- The task
From the line with "[[147, 66]]" to the line with "Confirm that each instance of the black cap", retype every line exactly, including those two, and leave out the rest of the data below.

- The data
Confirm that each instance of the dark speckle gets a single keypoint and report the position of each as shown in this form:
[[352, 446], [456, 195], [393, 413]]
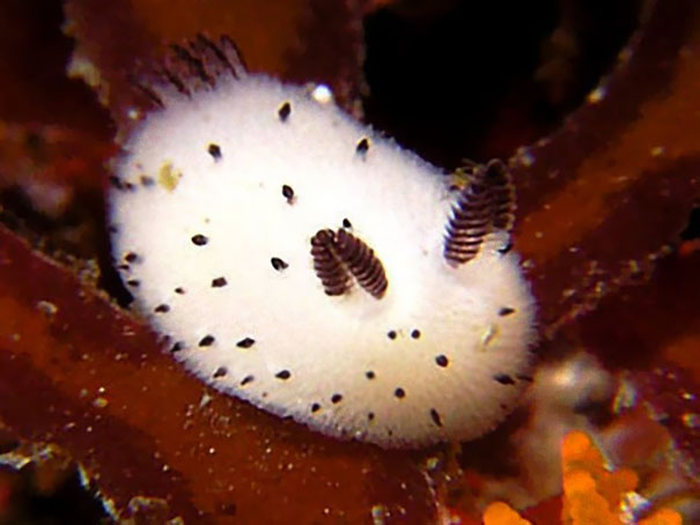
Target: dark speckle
[[246, 342], [362, 146], [505, 249], [504, 379], [435, 416], [207, 340], [284, 111], [199, 239], [288, 193], [278, 264], [442, 360], [215, 151], [115, 182], [218, 282]]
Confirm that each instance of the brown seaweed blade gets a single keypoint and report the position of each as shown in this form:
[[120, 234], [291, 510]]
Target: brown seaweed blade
[[77, 371]]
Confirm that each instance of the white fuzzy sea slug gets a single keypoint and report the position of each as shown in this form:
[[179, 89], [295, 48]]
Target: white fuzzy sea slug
[[301, 261]]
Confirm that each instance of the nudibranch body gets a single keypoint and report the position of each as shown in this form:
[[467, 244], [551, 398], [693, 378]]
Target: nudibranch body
[[303, 262]]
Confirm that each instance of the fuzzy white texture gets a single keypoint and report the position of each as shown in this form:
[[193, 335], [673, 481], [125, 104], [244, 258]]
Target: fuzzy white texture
[[331, 346]]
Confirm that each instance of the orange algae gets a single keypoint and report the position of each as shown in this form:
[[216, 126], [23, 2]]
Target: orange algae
[[592, 494]]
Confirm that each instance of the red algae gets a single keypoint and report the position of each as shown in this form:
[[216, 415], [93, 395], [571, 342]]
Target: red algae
[[601, 204]]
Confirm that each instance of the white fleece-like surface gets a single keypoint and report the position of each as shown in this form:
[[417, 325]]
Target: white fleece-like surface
[[173, 188]]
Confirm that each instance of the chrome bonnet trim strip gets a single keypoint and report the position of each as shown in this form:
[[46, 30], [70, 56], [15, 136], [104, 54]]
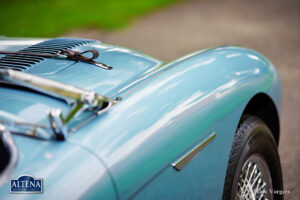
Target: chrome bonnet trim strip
[[188, 156], [9, 143]]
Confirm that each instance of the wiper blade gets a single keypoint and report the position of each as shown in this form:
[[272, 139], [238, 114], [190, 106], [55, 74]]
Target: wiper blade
[[67, 54], [83, 99]]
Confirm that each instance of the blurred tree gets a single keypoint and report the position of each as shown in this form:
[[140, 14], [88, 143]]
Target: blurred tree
[[41, 18]]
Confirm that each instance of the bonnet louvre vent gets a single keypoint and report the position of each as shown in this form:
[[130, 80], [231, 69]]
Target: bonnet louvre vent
[[23, 62]]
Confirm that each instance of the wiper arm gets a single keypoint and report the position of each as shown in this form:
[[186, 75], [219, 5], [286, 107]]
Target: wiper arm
[[84, 99], [67, 54]]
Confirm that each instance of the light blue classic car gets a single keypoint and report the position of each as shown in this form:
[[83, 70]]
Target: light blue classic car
[[80, 119]]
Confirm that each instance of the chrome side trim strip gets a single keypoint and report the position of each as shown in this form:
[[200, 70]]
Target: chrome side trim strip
[[188, 156]]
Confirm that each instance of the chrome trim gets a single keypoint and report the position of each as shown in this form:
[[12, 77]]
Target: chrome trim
[[52, 88], [6, 138], [187, 157]]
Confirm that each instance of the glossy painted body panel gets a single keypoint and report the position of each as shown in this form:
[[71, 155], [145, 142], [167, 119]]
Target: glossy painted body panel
[[68, 171], [165, 111], [172, 110]]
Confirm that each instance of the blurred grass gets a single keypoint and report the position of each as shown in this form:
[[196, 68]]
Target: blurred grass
[[41, 18]]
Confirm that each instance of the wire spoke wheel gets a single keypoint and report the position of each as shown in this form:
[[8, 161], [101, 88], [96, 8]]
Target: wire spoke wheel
[[255, 180]]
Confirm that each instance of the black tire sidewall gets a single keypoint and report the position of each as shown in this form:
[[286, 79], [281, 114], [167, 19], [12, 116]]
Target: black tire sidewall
[[259, 140]]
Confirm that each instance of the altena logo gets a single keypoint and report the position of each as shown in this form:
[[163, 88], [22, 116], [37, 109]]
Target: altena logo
[[26, 184]]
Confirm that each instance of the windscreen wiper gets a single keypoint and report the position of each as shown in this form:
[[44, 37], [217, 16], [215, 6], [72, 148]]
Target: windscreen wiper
[[67, 54], [84, 100]]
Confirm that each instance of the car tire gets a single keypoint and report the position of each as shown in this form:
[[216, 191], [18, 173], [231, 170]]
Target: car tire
[[253, 159]]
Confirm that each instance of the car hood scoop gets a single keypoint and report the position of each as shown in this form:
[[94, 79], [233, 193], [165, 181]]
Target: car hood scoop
[[128, 65]]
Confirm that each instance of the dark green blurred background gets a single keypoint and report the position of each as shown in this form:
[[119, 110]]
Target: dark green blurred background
[[41, 18]]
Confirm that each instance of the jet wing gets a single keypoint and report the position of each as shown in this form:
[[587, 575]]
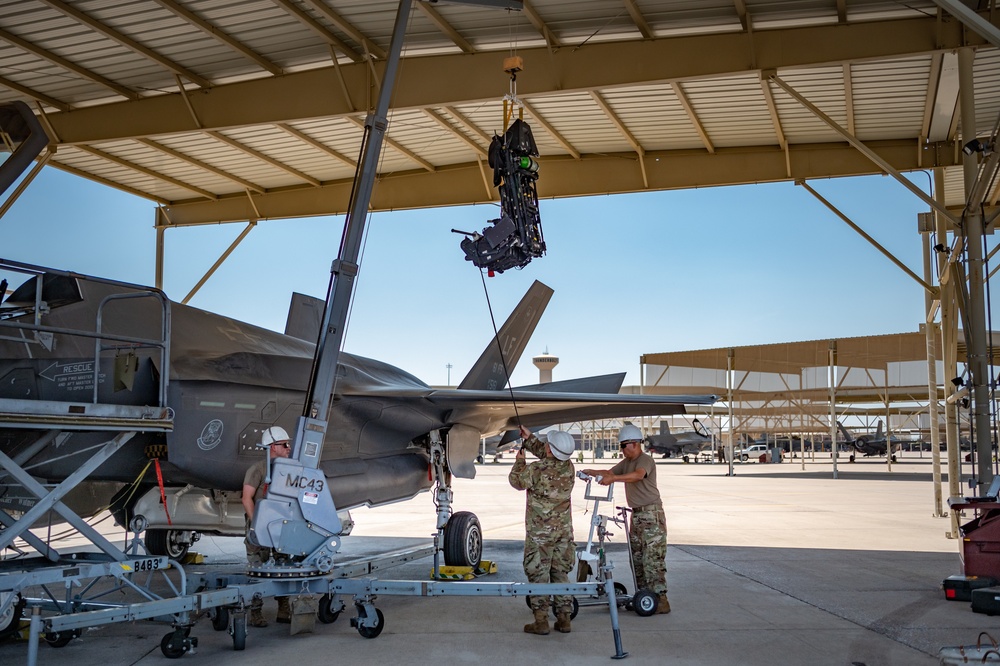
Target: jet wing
[[493, 411]]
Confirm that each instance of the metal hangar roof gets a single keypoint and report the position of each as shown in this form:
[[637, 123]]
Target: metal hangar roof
[[229, 110]]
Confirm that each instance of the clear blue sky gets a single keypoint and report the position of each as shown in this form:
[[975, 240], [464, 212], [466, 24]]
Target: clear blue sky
[[632, 274]]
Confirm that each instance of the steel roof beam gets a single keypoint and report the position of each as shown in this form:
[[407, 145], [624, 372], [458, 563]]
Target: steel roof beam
[[539, 23], [613, 117], [566, 177], [445, 27], [397, 146], [692, 115], [872, 155], [307, 20], [428, 81], [639, 19], [315, 143], [547, 126]]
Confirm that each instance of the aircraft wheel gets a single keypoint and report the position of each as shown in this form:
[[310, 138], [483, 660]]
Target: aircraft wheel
[[463, 540], [240, 632], [372, 632], [220, 618], [10, 620], [325, 613], [166, 542], [645, 602]]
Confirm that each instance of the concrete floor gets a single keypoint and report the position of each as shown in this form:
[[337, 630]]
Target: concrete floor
[[775, 565]]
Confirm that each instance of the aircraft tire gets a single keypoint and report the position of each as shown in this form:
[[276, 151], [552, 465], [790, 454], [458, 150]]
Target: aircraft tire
[[220, 618], [60, 639], [325, 613], [240, 632], [373, 632], [463, 540], [164, 542]]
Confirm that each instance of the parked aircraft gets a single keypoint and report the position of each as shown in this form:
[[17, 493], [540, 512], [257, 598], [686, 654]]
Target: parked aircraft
[[226, 381], [682, 444], [870, 445], [496, 445]]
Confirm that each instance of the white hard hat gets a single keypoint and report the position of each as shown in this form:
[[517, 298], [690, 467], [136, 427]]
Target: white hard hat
[[561, 444], [272, 435], [629, 433]]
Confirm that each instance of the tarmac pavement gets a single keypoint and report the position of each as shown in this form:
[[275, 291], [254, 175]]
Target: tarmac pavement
[[775, 565]]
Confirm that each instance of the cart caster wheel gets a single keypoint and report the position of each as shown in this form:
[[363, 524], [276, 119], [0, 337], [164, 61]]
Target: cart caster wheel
[[239, 632], [372, 632], [220, 618], [61, 638], [175, 644], [644, 602], [325, 612]]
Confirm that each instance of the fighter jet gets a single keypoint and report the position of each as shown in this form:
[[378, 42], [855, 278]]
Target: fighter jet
[[870, 446], [687, 444], [495, 446], [77, 345]]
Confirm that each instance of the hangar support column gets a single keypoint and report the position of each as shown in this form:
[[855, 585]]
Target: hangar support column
[[975, 314]]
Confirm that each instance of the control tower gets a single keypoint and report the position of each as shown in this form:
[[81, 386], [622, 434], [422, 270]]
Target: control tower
[[545, 362]]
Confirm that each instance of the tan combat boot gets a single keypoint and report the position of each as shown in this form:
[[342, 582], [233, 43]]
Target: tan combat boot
[[562, 622], [257, 617], [541, 624], [284, 611]]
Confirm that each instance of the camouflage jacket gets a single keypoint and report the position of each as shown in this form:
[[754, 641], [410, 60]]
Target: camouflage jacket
[[548, 515]]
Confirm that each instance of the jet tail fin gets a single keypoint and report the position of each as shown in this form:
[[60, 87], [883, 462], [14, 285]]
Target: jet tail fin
[[305, 316], [488, 372]]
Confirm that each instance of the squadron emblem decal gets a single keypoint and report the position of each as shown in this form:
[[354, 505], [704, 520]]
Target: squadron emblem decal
[[211, 435]]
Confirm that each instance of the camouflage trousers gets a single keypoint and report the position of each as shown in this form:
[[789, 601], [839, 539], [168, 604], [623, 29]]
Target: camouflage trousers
[[647, 539], [549, 562]]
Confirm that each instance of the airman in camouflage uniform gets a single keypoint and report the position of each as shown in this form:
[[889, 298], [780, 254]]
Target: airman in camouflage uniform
[[647, 536], [549, 552], [254, 490]]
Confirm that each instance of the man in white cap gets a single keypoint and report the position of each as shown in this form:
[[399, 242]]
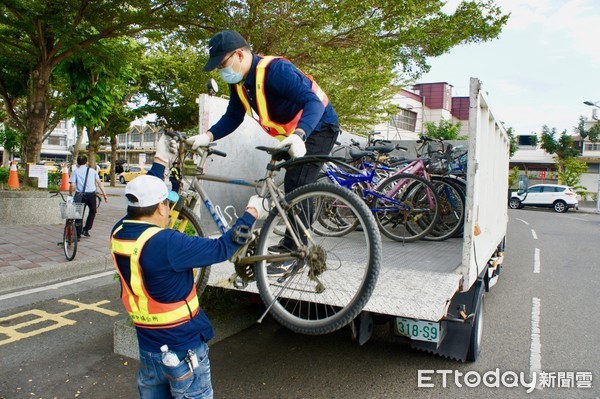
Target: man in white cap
[[155, 266]]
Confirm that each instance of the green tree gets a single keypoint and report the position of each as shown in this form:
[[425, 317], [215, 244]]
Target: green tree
[[513, 141], [357, 51], [101, 84], [171, 80], [572, 170], [561, 147], [513, 177], [10, 139], [445, 130], [39, 35]]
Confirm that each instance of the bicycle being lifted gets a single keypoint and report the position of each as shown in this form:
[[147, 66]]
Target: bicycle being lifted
[[332, 278]]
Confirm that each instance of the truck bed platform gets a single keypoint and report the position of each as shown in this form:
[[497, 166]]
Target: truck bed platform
[[416, 279]]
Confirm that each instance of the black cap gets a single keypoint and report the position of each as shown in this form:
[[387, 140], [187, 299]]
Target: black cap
[[221, 44]]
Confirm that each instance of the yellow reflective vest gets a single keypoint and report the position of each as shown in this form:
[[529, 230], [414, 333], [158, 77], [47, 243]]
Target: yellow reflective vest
[[144, 310], [275, 129]]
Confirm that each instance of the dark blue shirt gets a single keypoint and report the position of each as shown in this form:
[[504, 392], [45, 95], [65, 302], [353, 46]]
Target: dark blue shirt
[[287, 90], [167, 263]]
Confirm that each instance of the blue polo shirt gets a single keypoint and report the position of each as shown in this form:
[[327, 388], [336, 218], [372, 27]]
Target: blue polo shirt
[[167, 261], [288, 91]]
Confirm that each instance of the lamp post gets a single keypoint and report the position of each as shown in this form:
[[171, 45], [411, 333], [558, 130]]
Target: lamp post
[[595, 104]]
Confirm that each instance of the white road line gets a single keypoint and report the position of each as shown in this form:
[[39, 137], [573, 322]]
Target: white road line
[[55, 286], [535, 349]]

- Exercise response
[[147, 66]]
Target: bicycle being lifted
[[332, 278]]
Confirm that each instance of the truck bed platform gets a single keypoint and report the position of each as shown in this form:
[[497, 166]]
Target: truck bed platform
[[416, 279]]
Confirm that each instance of the black cap gets a single keypoint and report the position of each as shown in this form:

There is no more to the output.